[Text]
- - -
# Been really busy, but I am back!



## committed2excellence (May 2, 2011)

HI all. It's been a while since I posted. My schedule has been pretty crazy as of late. The dogs are doing well and performed near flawlessly this year. Boogieman earned his ADBA Ace title and I think he is ranked #2 or #3 in the country in ADBA weight pull at the moment. He has been off for the last month since his last pull. I am working on getting him ready for all of the weight pull nationals in the fall and also for his BH and IPO1. Boogieman also earned his IWPA(International Weight Pull Association) WDS(Working Dog Superior) title and finished as the number 1 dog in his weight class in our region and qualified for nationals. Boogieman earned four CPE agility titles earlier in the year and points towards a couple of others. Boogieman finally earned his last leg of his Dock Dogs Speed Retrieve title. I had schedule conflicts over the last year and a half and kept missing opportunities to trial. The GPA(Global Pulling Alliance) Weight Pull Champion title was the most recent title that he earned; I think. UKC's youngest Super Dog Osy earned his Rally 3 and his working on his Rally Champion title. He will also be competing in Open and Utility obedience later on this year. Osy also earned his IWPA(International Weight Pull Association) WDS(Working Dog Superior) title and finished as the number 1 dog in his weight class in our region and qualified for nationals. The event was in Canada and we weren't able to make it. Osy is earning points towards his Ultimate Air Dogs Senior Jumper Grand Champion title as well. I was honored to have both of my guys featured in the American Pit Bull Terrier magazine put out by Dog Fancy. Oh, I almost forgot. I was recently named Executive Director of Treat em Right Rescue here in Houston. We are the only APBT no kill rescue in town with a brick and mortar location. Check us out at www.treatemright.org! I hope that everyone is well. Here are a few pictures of the guys. Enjoy:








]


----------



## NutroGeoff (May 15, 2013)
- - -
[Given data]

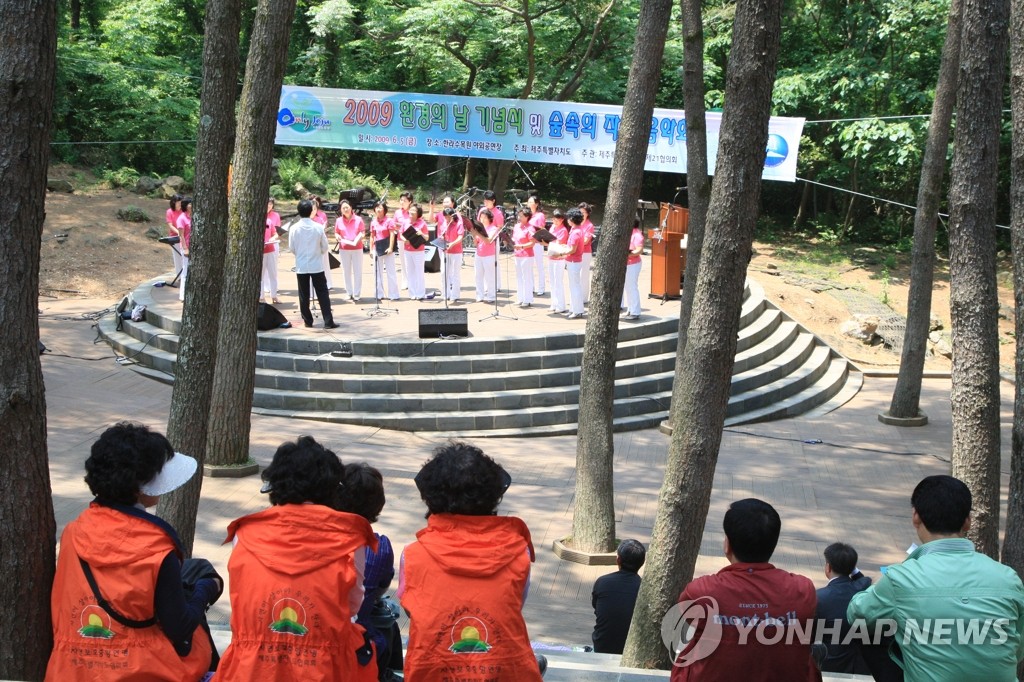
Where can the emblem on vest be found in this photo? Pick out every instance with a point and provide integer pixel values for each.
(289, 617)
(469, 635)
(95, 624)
- - -
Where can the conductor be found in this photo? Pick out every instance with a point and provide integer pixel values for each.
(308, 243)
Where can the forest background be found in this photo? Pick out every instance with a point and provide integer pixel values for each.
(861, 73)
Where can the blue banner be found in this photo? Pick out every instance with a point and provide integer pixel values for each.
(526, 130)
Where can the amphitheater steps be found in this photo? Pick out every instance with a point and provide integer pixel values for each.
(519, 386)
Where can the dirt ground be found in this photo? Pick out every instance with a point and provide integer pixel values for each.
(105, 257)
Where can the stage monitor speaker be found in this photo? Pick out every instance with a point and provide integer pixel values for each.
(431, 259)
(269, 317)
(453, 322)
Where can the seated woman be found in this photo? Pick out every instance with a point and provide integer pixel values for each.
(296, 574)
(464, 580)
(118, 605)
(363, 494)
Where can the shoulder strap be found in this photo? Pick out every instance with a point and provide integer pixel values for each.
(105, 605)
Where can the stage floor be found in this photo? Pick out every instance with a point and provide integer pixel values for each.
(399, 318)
- - -
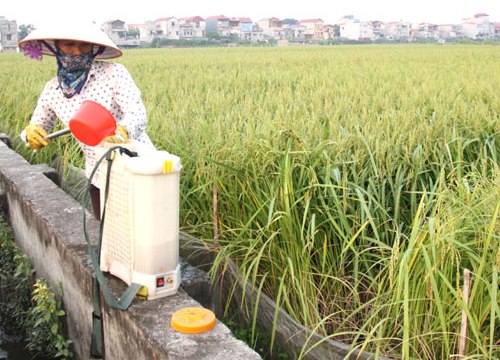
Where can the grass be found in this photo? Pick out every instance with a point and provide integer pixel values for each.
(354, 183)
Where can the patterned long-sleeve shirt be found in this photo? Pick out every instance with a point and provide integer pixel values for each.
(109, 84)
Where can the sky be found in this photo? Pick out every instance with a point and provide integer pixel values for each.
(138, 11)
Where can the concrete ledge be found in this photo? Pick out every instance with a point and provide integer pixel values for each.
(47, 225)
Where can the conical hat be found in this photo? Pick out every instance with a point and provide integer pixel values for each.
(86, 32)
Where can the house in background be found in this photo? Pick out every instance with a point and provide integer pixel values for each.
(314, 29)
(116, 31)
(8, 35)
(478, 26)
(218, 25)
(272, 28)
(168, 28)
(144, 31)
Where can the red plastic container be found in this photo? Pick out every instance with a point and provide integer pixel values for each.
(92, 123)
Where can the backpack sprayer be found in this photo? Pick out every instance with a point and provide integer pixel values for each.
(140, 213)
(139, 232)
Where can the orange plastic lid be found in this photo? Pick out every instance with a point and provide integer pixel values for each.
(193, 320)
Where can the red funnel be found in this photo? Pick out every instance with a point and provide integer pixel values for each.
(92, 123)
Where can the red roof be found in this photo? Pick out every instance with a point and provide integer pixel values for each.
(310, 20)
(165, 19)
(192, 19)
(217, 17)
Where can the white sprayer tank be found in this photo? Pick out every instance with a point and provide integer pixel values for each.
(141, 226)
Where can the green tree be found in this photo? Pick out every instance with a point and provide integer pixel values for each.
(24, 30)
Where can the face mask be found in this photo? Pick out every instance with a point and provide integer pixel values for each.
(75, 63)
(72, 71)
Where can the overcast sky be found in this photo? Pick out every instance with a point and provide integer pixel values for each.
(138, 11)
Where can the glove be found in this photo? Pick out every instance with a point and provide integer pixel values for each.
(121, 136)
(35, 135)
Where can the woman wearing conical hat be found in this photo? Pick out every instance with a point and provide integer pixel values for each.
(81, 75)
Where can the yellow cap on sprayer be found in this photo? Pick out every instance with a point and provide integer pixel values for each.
- - -
[Given task A]
Answer these questions using the forum thread about Boogieman and Osy:
(i) Which ADBA title did Boogieman earn?
(ii) Why did Osy not attend the IWPA nationals?
(iii) What position was the poster recently named to?
[Given task B]
Extend the forum thread about Boogieman and Osy, starting from where it stops.

[Final result A]
(i) His ADBA Ace title.
(ii) The event was in Canada, and they weren't able to make it.
(iii) Executive Director of Treat em Right Rescue in Houston.

[Final result B]
Oh wow! That is such a muscular dog! You sure take great care of him! Very good looking dog!


----------



## lauren43 (Feb 6, 2011)

SO happy to see you're back! Congrats on the titles with Boogieman!!! I know that is no easy feat, my dog (who fully enjoys pulling me on a walk) cannot currently grasp, pulling for sport. But we will stick with it and see what happens.

One of our other members (can't remember who) said they saw you and Boogie in that magazine!!! Excellent job!!


----------



## kathylcsw (Jul 31, 2011)

That is an absolutely amazing looking dog! Congratulations on your success.


----------



## committed2excellence (May 2, 2011)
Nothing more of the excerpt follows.